→ **Assignment**: Pull out every line of the records that contains the string "negative". Copy each such line in full.

→ **Data to use**:
· · ·
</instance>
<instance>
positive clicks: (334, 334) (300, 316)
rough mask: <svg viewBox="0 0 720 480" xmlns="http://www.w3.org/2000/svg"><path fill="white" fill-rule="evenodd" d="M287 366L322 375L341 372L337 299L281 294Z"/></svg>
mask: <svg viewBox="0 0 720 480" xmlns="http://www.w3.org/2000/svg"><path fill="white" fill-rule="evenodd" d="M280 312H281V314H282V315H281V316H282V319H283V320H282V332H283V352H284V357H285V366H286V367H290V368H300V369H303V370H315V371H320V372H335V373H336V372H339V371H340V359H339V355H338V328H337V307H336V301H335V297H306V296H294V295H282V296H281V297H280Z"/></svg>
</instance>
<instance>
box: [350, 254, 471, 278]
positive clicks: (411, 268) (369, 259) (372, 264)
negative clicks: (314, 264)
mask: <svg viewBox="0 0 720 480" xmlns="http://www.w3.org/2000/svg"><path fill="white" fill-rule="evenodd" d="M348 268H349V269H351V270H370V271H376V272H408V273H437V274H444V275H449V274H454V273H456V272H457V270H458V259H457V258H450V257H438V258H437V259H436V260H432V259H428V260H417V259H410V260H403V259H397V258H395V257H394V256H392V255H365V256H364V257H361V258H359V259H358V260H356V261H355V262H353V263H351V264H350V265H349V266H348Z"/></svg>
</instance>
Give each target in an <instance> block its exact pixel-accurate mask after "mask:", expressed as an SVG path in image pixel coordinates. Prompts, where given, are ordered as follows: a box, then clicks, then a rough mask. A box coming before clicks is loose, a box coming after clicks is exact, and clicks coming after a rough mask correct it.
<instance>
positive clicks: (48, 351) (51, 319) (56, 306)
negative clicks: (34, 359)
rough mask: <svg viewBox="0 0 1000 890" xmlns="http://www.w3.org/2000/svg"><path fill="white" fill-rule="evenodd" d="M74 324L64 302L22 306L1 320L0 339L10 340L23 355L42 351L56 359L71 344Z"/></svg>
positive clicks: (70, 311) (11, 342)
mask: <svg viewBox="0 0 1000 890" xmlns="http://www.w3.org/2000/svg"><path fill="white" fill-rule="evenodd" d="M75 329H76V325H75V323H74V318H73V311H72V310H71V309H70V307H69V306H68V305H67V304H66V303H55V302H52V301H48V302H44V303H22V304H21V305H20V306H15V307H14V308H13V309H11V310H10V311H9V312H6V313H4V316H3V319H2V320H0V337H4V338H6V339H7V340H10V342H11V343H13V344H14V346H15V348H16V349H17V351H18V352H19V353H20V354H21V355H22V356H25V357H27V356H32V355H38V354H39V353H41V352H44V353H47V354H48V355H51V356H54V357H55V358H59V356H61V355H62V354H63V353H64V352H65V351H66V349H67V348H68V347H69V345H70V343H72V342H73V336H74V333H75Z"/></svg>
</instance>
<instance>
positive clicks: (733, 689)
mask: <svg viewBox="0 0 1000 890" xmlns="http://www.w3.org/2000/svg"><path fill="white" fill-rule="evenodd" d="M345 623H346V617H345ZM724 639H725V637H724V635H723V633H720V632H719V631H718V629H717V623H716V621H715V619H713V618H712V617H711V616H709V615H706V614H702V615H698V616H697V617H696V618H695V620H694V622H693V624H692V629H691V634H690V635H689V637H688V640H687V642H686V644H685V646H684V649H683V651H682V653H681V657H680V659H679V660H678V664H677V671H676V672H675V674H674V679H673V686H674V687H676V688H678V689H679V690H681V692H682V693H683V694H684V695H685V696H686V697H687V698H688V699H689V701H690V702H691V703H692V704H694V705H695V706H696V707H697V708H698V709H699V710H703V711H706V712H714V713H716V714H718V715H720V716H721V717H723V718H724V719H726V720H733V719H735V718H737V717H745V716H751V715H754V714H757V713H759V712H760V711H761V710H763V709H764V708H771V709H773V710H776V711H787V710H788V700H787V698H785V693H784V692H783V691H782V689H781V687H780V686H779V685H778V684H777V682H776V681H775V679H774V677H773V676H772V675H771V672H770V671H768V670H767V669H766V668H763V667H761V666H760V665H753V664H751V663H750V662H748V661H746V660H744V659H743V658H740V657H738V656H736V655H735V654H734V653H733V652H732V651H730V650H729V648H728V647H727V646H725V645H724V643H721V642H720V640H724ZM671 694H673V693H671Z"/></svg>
· · ·
→ **Task answer**:
negative clicks: (314, 264)
negative clicks: (34, 359)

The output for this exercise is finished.